[[ Material provided open ]]

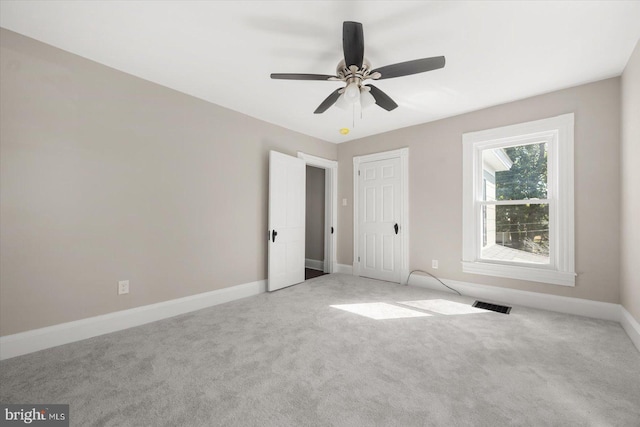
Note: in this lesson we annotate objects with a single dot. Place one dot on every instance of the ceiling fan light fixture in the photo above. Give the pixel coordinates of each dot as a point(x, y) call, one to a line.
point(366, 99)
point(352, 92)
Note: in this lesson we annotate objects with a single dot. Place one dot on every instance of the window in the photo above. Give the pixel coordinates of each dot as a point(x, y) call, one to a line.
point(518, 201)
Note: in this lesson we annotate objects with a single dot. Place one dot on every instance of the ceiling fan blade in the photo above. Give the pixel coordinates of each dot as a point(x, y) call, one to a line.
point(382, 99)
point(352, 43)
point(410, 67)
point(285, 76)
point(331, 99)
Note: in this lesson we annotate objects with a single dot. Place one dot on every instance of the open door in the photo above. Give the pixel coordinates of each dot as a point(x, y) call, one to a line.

[[ Material provided closed ]]
[[ Material provided open ]]

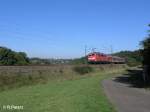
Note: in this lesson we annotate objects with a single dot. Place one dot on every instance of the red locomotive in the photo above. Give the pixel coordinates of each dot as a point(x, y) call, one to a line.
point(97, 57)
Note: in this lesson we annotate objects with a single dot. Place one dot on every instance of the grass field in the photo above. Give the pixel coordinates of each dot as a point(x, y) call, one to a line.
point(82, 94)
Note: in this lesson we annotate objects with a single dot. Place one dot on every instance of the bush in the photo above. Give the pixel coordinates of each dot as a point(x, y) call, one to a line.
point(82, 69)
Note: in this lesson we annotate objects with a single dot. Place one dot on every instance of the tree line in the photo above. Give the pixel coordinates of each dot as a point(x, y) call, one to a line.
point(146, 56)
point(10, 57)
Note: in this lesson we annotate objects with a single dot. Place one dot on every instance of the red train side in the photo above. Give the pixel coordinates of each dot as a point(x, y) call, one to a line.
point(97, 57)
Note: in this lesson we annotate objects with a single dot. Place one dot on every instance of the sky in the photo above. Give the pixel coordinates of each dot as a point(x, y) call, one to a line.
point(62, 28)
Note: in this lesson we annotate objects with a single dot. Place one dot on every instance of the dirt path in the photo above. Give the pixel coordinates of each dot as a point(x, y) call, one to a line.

[[ Material provided closed ]]

→ To do: Look above for the line holding "of the window" and the line holding "of the open", then output exactly those two lines and every line between them, nothing more.

→ Answer for the task:
Note: in this lesson we annotate objects with a single dot. Place one dot on every instance of the window in the photo above. Give the pixel coordinates of each dot as a point(x, y) call, one to a line.
point(518, 201)
Note: in this lesson we annotate objects with a single dot. Place one dot on every instance of the ceiling fan blade in the photo above. Give the pixel coordinates of each dot as a point(x, y) call, one to a line.
point(382, 99)
point(352, 43)
point(410, 67)
point(285, 76)
point(331, 99)
Note: in this lesson we annotate objects with a single dot. Place one dot on every instance of the open door in the photo above. Give the pixel coordinates of each dot as a point(x, y) call, one to a line.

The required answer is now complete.